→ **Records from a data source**
++++++++
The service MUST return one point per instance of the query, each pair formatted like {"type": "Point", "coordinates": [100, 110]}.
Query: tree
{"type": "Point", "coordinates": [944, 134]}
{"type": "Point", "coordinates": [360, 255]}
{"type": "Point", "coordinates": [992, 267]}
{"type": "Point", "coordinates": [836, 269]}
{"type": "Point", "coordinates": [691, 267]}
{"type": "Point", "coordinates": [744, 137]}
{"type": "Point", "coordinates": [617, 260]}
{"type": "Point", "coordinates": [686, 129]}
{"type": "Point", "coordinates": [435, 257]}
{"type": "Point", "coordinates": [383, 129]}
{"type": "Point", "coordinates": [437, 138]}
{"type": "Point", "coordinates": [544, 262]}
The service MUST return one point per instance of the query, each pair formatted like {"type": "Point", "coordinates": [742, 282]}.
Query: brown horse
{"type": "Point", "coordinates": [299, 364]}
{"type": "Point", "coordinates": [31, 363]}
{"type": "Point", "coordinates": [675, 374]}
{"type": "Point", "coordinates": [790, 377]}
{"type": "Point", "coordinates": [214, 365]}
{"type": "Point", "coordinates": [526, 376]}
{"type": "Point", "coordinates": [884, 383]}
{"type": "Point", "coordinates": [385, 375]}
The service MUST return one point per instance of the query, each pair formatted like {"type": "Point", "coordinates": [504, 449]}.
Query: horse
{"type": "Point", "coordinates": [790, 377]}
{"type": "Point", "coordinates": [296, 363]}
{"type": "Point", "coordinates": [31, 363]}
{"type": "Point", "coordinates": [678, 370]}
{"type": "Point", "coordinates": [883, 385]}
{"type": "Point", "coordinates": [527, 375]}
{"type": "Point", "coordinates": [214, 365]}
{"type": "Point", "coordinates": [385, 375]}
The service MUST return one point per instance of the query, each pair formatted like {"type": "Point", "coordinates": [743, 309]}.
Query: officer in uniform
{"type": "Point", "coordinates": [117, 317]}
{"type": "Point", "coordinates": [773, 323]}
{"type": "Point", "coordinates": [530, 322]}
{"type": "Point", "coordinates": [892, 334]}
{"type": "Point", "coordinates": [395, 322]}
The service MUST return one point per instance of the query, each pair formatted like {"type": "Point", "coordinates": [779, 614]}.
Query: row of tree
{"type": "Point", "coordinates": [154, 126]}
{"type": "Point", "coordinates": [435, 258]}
++++++++
→ **What you should do**
Print all of the data exactly as it was given.

→ **Written solution**
The service MUST return one point per instance of the query, each pair formatted like {"type": "Point", "coordinates": [100, 110]}.
Query: tree
{"type": "Point", "coordinates": [944, 134]}
{"type": "Point", "coordinates": [360, 255]}
{"type": "Point", "coordinates": [992, 267]}
{"type": "Point", "coordinates": [836, 269]}
{"type": "Point", "coordinates": [691, 267]}
{"type": "Point", "coordinates": [744, 137]}
{"type": "Point", "coordinates": [617, 260]}
{"type": "Point", "coordinates": [686, 129]}
{"type": "Point", "coordinates": [435, 257]}
{"type": "Point", "coordinates": [383, 129]}
{"type": "Point", "coordinates": [437, 138]}
{"type": "Point", "coordinates": [544, 262]}
The service MUST return one point per instance of the query, each pair formatted like {"type": "Point", "coordinates": [742, 282]}.
Query: brown horse
{"type": "Point", "coordinates": [299, 364]}
{"type": "Point", "coordinates": [31, 363]}
{"type": "Point", "coordinates": [675, 374]}
{"type": "Point", "coordinates": [790, 377]}
{"type": "Point", "coordinates": [214, 365]}
{"type": "Point", "coordinates": [526, 376]}
{"type": "Point", "coordinates": [884, 383]}
{"type": "Point", "coordinates": [385, 375]}
The service MUST return one point per instance of the query, each pair formatted like {"type": "Point", "coordinates": [504, 449]}.
Query: horse
{"type": "Point", "coordinates": [790, 377]}
{"type": "Point", "coordinates": [296, 363]}
{"type": "Point", "coordinates": [31, 363]}
{"type": "Point", "coordinates": [678, 370]}
{"type": "Point", "coordinates": [883, 385]}
{"type": "Point", "coordinates": [527, 375]}
{"type": "Point", "coordinates": [214, 365]}
{"type": "Point", "coordinates": [385, 375]}
The service MUST return one point per instance of the query, each pair formatted like {"type": "Point", "coordinates": [743, 309]}.
Query: officer in uniform
{"type": "Point", "coordinates": [117, 317]}
{"type": "Point", "coordinates": [773, 323]}
{"type": "Point", "coordinates": [530, 322]}
{"type": "Point", "coordinates": [892, 334]}
{"type": "Point", "coordinates": [395, 322]}
The service MUST return one point per instance of the query, each pair formatted like {"type": "Point", "coordinates": [779, 614]}.
Query: row of tree
{"type": "Point", "coordinates": [154, 126]}
{"type": "Point", "coordinates": [435, 258]}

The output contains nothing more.